Check your understanding:
A. How would you translate this sentence from the domestic violence claim ruling into French: "The omission itself was not the determinative factor."
B. Can you duplicate everything in the domestic violence claim ruling from "[23] The Applicant" down to "in this contention."?
C. Could you write the next part of the domestic violence claim ruling, starting right after its final sentence?

A. Domestic violence claim

[23] The Applicant alleges the RAD erred in finding the Applicant had not provided credible evidence to establish her allegation she is a victim of domestic violence. Several aspects are in issue in this contention.

(1) Omission in the BOC

[24] The Applicant argues the RAD erred by basing the Decision on an “impermissibly microscopic assessment of the evidence” in relation to a trip the Applicant took to Handan City in 2017. The Applicant allegedly took a three-day trip to Handan City to “get away from her husband, but […] he found her there”. The Applicant argues the RAD took a microscopic approach in finding she was not credible about her experiences of domestic abuse due to the omission of this trip from her BOC. The Applicant relies on Feradov v Canada (Citizenship and Immigration), 2007 FC 101 [Feradov] per Barnes J at para 19 for the proposition that a BOC narrative is “not intended to be an encyclopaedic recitation of the evidence.”

[25] However, Feradov also holds, at para 18 that “[w]hile the failure to mention material or key allegations of persecution in one’s PIF is a reasonable basis for concern, the omission of peripheral detail is not” [emphasis added]. In my view, the Applicant disagrees with the RAD’s finding the omitted allegation is material. The RAD found, “the RPD correctly concluded that this was a significant omission as the Appellant’s efforts to seek protection or a safe place to live in China go to the core of her claim”. Even if the omission of the trip was not significant, it is certainly material. Further, the RAD found the Applicant had “not reasonably explained why she did not include this relocation attempt in her BOC and [drew] a negative credibility inference”. The omission itself was not the determinative factor. In my view the RAD was reasonably justified in drawing a negative credibility finding from this omission in the BOC.

Data supplied:
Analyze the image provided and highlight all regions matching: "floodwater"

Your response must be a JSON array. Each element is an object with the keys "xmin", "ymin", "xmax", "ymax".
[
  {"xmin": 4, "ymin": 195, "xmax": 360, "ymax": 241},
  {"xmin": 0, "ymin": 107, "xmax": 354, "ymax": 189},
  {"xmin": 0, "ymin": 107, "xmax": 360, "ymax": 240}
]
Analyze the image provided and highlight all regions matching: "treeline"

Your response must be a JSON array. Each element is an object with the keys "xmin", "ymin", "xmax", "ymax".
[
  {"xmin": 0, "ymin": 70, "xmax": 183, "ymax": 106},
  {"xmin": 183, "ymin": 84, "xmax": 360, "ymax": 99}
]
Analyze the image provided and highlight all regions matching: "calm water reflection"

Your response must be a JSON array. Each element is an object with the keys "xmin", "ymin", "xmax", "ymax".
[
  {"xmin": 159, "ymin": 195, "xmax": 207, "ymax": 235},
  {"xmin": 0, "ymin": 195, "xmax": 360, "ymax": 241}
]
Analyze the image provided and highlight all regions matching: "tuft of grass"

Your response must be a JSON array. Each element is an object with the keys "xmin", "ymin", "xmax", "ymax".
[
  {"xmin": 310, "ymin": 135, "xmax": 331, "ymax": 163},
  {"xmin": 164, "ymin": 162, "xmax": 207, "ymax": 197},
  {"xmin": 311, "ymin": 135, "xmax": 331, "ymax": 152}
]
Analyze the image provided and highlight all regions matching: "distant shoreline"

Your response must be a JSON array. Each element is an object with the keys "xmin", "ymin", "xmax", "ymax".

Responses for each task:
A. L'omission elle-même n'était pas le facteur déterminant.

B.
[23] The Applicant alleges the RAD erred in finding the Applicant had not provided credible evidence to establish her allegation she is a victim of domestic violence. Several aspects are in issue in this contention.

C.
(2) Lack of medical documentation

[26] The Applicant alleges the RAD erred by finding the Applicant was not credible due to the lack of medical documents to corroborate her injuries or that she took medication to cope. The Applicant argues the finding she would have received a ‘record of treatment’ was not based on any evidentiary source. The Applicant submits the RAD unreasonably speculated as to the kind of documents the Applicant should have received from the local village clinic when the Response to Information Request the RAD relied on is silent on whether village clinics issue any documentation. The Applicant relies on Yu v Canada (Citizenship and Immigration), 2015 FC 167 per Phelan J at para 12 for the proposition that “[a] conclusion that a matter is implausible without articulation of the basis in the record (rather than just some personal opinion) is arbitrary and unreasonable.”

[27] The Respondent submits the RAD relied on the Applicant’s own submission before the RAD that “paper-based out patient medical records are given to and managed by the patients”, which can be found at Note 1 in the cited Responses to Information Request. The RAD accepted and agreed with the Applicant’s submission. The RAD further stated the Applicant had not provided a reasonable explanation as to why no record of treatment had been provided for any of the five years the Applicant claimed to have received medical treatment.

[28] With respect, the Applicant drew the RAD’s attention to the Responses to Information Request, and the exact passage the RAD relied on in the Decision, in her appeal submissions. There is an evidentiary basis for this finding and the Applicant provided it to the RAD. Further, the RAD did not make a finding on the specific type of documentation required to corroborate the Applicant’s injuries, unlike the RPD. The RAD found “it would be reasonable to expect that after five years of receiving sleeping pills and attending the village clinic for her injuries that the Appellant would have some corroborative documentation” [emphasis added]. The RAD then held it was reasonable to draw an adverse inference from the lack of any supporting medical documentation. The Applicant cannot raise a ground of appeal before the RAD, succeed on that ground, and then allege the RAD’s decision based on their evidence was unreasonable.

[29] Further, the Applicant focused her submissions on the RAD’s use of the term ‘record of treatment’, arguing this indicates the RAD expected a specific type of document. Respectfully, this is a microscopic reading of the reasons by the Applicant, as it is clear from reading the reasons as a whole that the RAD did not expect specific documents, but rather any kind of corroborative medical document. None were provided.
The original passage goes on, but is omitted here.